Top of Recorded data

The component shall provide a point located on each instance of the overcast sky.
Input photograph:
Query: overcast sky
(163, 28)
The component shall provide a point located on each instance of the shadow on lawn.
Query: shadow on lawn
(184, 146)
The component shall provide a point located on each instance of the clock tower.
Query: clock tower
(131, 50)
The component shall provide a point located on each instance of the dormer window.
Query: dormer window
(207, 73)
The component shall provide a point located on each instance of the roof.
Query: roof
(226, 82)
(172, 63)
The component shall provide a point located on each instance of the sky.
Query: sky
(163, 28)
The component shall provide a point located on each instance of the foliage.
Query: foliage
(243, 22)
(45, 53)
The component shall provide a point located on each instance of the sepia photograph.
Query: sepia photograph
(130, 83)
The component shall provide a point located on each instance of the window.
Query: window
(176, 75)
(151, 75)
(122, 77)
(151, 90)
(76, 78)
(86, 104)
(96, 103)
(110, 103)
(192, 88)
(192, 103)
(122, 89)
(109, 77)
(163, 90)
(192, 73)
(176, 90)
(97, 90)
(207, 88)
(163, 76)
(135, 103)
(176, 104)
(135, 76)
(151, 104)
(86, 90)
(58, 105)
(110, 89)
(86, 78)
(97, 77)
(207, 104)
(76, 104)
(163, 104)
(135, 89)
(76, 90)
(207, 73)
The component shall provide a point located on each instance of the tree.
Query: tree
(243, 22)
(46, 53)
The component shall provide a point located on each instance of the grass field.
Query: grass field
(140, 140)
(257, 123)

Bottom of Recorded data
Top of Recorded data

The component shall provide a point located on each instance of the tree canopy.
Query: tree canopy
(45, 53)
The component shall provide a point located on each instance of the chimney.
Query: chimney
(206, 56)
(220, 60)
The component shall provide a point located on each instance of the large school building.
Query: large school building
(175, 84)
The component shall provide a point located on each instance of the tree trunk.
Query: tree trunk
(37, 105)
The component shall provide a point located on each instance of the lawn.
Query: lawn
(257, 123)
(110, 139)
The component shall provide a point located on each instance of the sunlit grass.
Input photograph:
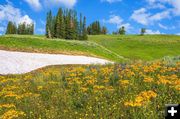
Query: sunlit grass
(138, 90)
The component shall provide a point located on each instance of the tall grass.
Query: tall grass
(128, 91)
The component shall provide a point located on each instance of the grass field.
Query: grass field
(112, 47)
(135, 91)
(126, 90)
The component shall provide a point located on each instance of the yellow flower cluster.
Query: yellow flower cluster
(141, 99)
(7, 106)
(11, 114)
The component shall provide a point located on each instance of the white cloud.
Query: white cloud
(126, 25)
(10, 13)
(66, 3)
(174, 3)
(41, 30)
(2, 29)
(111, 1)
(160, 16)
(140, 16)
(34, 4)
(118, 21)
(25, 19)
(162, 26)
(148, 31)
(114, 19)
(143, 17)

Bottom of Recorded data

Go to the line with "Query: dormer window" in the entries above and repeat every line from there through the line with "of the window.", exactly and with no other text.

Query: dormer window
(207, 73)
The component shall provide a point located on each instance of the roof.
Query: roof
(226, 82)
(172, 63)
The component shall provide a point located on each instance of the sky.
Query: sky
(163, 28)
The component shall provide a point located on each instance of the foliage.
Query: foliage
(243, 22)
(45, 53)
The component shall provide a point located on each instance of the sepia photograph.
Query: sepia photograph
(130, 83)
The component shall provide a point located on each instance of the window.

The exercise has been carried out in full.